— Short task —
Copy every one of the entries below line for line, without changing anything. Leave the pictures out of your copy.

________________

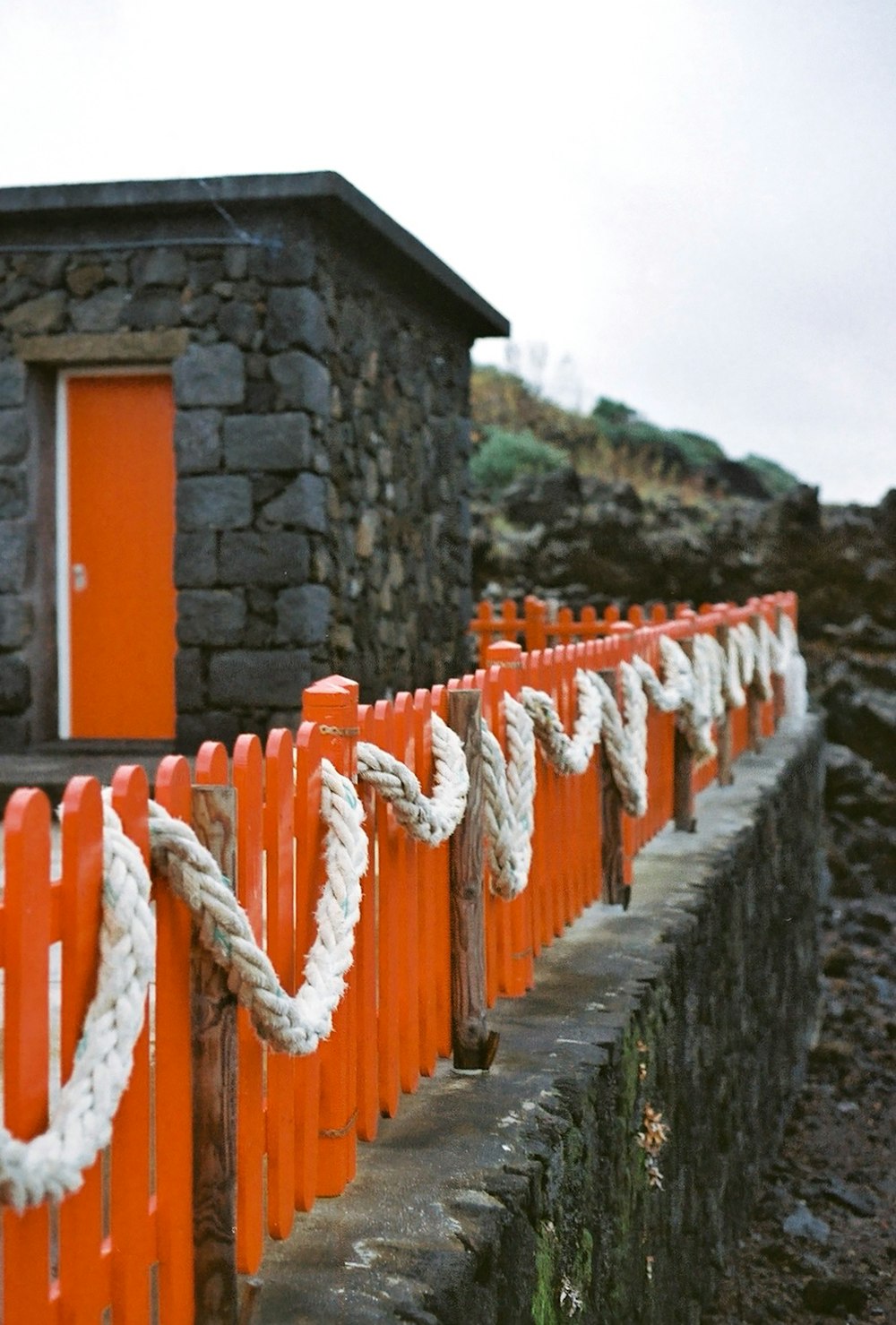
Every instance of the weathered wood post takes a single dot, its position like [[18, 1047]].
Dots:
[[613, 857], [213, 1111], [472, 1043]]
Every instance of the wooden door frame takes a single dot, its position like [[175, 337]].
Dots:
[[63, 528]]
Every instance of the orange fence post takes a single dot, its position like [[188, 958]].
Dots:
[[536, 617], [130, 1220], [517, 928], [366, 978], [473, 1045], [683, 796], [25, 1039], [173, 1070], [83, 1269], [754, 697], [309, 848], [333, 705], [280, 892], [248, 778], [724, 733], [613, 865]]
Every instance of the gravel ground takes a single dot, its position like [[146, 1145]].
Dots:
[[823, 1238]]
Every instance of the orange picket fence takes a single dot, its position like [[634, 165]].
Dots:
[[125, 1241]]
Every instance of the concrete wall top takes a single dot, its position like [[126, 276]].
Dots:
[[58, 215]]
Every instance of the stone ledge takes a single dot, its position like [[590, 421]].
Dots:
[[491, 1197], [104, 348]]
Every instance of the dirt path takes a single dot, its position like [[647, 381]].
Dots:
[[823, 1238]]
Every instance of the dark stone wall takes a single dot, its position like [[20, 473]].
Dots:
[[522, 1195], [400, 448], [321, 445]]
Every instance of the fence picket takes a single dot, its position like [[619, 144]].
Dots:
[[248, 780], [173, 1065], [132, 1223], [83, 1259], [279, 822], [309, 846], [25, 1042]]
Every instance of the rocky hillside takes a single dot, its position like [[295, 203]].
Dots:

________________

— Task answer —
Every instance of the weathered wood post takes a single dot, its position like [[18, 1047]].
Dots:
[[613, 857], [213, 1111], [472, 1043]]
Every instance of the wooden door frame takes a single dot, its position like [[175, 337]].
Dots:
[[63, 528]]
Every instance of the orange fence post takes a single dot, its position like [[188, 958]].
Dots:
[[536, 617], [130, 1220], [517, 928], [366, 978], [473, 1045], [683, 796], [25, 1039], [173, 1070], [83, 1269], [754, 697], [309, 848], [333, 705], [280, 892], [248, 778], [724, 733], [613, 865]]
Every instance of the gravel ground takes a single dot, its position like [[146, 1145]].
Dots:
[[823, 1238]]
Every instance of the orange picket fence takes a single dot, its position like [[634, 165]].
Dots:
[[125, 1241]]
Every instance of the concrete wall top takes a single dot, its position like [[126, 276]].
Dots:
[[58, 215]]
Every instance of the stone ledge takes a single dot, its position like [[590, 421]].
Dots:
[[491, 1197], [104, 348]]
Every instance of the dirt path takes a single dot, its position like [[647, 381]].
Dots:
[[823, 1238]]
Every instance of the dark stone wall takes a single dot, its position like [[20, 473]].
Dots:
[[522, 1195], [400, 448], [321, 445]]
Every instance of the fence picket takes a single dot, its position like [[619, 144]].
Dots:
[[248, 780], [173, 1065], [132, 1223], [83, 1259], [279, 822], [309, 846], [25, 1042]]
Every instance of the rocky hillside takes a single dot, its position like [[295, 203]].
Dots:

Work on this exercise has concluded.